* **Entries for labeling bounding boxes**
########################################
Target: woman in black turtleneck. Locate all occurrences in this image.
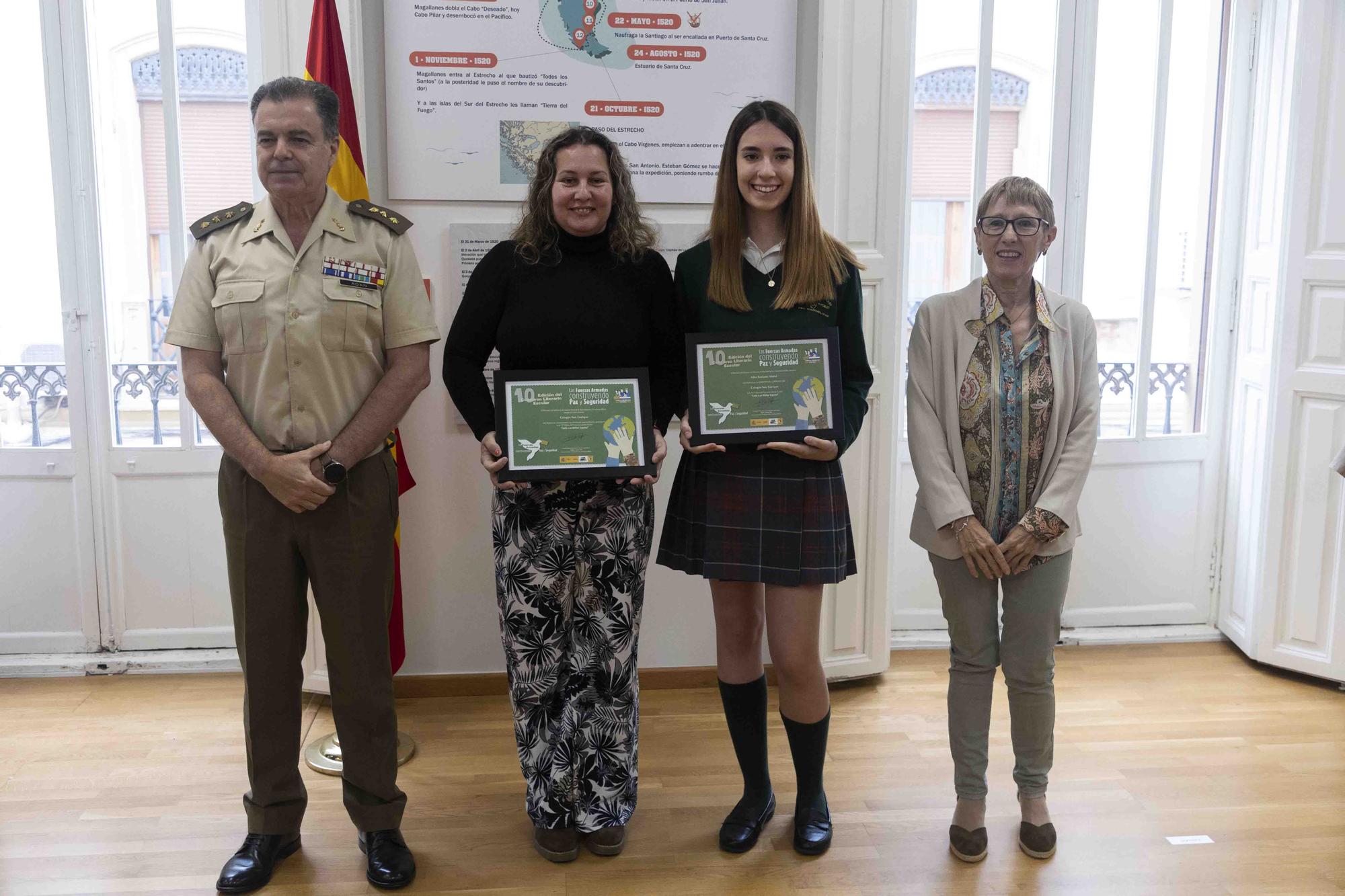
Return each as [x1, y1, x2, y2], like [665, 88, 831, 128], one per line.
[444, 128, 685, 862]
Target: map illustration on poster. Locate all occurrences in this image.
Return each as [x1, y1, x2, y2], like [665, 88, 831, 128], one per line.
[383, 0, 798, 202]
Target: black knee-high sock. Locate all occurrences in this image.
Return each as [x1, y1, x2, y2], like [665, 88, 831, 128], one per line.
[720, 676, 771, 809]
[780, 709, 831, 814]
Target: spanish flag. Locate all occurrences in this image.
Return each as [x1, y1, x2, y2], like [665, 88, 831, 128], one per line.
[304, 0, 416, 674]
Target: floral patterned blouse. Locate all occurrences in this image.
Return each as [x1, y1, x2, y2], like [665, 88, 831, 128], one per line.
[959, 277, 1067, 565]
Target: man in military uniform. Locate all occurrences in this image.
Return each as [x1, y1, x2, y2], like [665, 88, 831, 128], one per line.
[167, 78, 438, 893]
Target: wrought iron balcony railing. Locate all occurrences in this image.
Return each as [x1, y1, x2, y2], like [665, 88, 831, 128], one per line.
[0, 360, 1192, 448]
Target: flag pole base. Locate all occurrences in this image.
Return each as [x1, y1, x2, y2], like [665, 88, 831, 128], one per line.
[304, 731, 416, 775]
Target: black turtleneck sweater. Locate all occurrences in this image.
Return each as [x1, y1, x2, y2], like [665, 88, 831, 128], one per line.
[444, 230, 686, 438]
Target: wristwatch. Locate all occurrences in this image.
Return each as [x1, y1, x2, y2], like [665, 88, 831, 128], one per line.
[317, 454, 346, 486]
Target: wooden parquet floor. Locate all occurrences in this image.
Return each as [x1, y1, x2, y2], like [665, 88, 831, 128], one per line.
[0, 645, 1345, 896]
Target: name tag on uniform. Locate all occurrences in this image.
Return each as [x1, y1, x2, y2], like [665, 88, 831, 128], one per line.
[323, 255, 387, 289]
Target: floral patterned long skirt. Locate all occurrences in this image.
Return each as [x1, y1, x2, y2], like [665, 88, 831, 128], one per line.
[491, 481, 654, 831]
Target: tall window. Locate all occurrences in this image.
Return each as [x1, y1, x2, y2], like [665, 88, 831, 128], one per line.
[905, 0, 1225, 437]
[0, 0, 74, 448]
[87, 0, 253, 446]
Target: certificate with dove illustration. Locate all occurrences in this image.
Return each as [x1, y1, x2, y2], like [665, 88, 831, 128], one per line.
[495, 367, 655, 482]
[686, 327, 841, 445]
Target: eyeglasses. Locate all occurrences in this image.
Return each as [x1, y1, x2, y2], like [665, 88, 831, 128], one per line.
[976, 218, 1050, 237]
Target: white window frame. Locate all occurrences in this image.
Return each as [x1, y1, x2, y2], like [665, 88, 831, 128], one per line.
[924, 0, 1229, 444]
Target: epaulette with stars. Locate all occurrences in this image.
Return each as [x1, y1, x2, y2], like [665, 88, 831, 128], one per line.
[191, 202, 253, 239]
[346, 199, 412, 234]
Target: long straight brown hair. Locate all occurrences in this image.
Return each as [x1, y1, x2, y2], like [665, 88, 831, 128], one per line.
[709, 99, 862, 311]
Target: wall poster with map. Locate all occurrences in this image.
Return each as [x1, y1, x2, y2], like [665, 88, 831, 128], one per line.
[383, 0, 798, 202]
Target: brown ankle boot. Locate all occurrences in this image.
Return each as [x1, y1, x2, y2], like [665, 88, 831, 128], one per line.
[533, 827, 580, 862]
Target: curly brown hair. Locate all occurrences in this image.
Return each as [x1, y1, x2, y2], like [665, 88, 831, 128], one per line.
[511, 128, 658, 265]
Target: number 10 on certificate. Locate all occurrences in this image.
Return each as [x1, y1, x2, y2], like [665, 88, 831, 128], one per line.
[687, 328, 841, 444]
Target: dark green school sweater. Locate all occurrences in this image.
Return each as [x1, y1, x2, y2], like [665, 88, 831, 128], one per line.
[672, 241, 873, 454]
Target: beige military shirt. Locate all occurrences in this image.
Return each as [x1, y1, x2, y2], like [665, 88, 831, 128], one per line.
[165, 188, 438, 451]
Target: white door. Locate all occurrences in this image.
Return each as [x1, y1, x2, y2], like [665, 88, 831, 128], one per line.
[892, 0, 1232, 630]
[799, 0, 913, 672]
[77, 0, 256, 650]
[0, 0, 100, 654]
[1220, 0, 1345, 681]
[1219, 0, 1291, 657]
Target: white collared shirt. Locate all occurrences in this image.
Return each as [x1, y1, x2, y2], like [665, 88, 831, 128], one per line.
[742, 237, 784, 276]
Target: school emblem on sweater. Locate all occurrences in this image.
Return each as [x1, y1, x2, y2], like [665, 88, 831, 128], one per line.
[323, 255, 387, 289]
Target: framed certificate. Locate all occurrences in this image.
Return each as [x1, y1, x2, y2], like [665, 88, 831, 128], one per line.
[495, 367, 655, 482]
[686, 327, 842, 445]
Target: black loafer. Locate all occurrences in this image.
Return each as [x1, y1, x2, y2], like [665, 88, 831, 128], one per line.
[794, 803, 831, 856]
[720, 794, 775, 853]
[948, 825, 989, 862]
[359, 827, 416, 889]
[1018, 822, 1056, 858]
[215, 834, 299, 893]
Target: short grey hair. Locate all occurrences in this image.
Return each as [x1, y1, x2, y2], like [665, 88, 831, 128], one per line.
[249, 75, 340, 140]
[976, 175, 1056, 226]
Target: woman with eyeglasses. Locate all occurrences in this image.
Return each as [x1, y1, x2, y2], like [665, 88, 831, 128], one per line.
[907, 177, 1099, 862]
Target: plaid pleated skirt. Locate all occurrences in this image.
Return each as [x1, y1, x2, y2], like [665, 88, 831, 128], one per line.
[656, 448, 855, 585]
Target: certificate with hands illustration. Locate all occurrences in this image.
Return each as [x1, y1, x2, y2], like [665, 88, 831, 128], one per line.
[495, 367, 655, 482]
[686, 327, 841, 445]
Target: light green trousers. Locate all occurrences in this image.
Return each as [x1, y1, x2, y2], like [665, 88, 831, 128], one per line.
[929, 552, 1073, 799]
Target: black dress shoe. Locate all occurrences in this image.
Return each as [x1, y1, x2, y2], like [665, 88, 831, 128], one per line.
[794, 797, 831, 856]
[215, 834, 299, 893]
[948, 825, 990, 862]
[1018, 822, 1056, 858]
[359, 827, 416, 889]
[720, 794, 775, 853]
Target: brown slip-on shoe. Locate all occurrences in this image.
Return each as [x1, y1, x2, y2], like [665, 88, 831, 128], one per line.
[1018, 822, 1056, 858]
[584, 825, 625, 856]
[948, 825, 990, 864]
[533, 827, 580, 862]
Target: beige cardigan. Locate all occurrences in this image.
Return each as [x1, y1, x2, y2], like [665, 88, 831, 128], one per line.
[907, 277, 1100, 560]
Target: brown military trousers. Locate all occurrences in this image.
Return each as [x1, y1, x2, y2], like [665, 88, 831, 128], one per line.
[219, 451, 406, 834]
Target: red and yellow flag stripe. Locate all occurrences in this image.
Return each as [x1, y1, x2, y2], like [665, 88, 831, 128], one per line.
[304, 0, 416, 673]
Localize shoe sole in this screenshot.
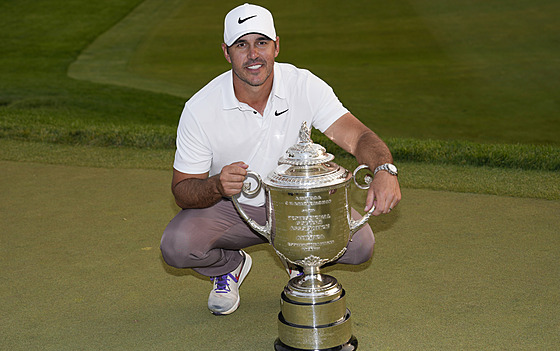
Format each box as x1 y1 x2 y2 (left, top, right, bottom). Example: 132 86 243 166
211 250 253 316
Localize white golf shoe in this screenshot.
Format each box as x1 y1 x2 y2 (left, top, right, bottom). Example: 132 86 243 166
208 250 253 315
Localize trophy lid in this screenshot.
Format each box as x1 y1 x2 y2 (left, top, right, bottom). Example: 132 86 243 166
264 122 348 189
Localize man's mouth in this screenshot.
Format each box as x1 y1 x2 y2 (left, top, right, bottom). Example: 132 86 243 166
246 63 263 70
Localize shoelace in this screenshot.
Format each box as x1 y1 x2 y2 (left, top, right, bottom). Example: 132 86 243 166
210 273 235 292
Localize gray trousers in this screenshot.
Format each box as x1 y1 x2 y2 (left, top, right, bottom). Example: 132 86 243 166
161 199 375 277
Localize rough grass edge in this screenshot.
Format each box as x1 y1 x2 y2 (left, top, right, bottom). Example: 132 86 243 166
0 119 560 171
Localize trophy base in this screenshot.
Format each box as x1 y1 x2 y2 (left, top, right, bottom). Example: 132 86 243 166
274 335 358 351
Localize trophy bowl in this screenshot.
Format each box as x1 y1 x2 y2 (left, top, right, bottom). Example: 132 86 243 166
232 122 374 351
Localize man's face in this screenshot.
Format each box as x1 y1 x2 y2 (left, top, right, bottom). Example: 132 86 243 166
222 34 280 87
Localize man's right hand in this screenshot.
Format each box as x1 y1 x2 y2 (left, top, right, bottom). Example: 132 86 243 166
218 161 249 197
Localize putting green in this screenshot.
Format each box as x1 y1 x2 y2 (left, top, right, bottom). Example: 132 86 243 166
0 161 560 351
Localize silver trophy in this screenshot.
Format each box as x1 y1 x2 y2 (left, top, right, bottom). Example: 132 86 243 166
232 122 374 351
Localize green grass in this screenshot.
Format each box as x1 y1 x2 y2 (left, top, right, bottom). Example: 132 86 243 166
71 0 560 145
0 0 560 192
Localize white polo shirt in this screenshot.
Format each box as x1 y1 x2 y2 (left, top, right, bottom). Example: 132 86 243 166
173 63 348 206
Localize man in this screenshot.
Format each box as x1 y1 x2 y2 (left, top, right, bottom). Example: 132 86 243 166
161 4 401 314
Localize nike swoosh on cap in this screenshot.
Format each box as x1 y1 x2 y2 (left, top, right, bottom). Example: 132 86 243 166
274 108 289 116
237 15 257 24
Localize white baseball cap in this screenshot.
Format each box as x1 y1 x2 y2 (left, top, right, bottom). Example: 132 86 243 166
224 4 276 46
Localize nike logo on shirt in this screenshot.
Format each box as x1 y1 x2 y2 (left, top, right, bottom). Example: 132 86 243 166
274 108 289 117
237 15 257 24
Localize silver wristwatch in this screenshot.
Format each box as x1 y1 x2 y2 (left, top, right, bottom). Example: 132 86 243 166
373 163 398 176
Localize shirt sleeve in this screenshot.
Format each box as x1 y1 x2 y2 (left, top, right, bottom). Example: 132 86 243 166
173 105 212 174
307 73 349 132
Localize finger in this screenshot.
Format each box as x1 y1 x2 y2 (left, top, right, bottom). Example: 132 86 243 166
364 188 375 212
########################################
* **Required work**
Reproduce the entries between the lines holding "Target: curly brown" and "[511, 128, 658, 265]", inclusive, copying each line without change.

* **Result of this task**
Target: curly brown hair. Locate all occurrences in this image.
Return each as [x1, y1, x2, y2], like [665, 88, 831, 128], one per line.
[511, 128, 658, 265]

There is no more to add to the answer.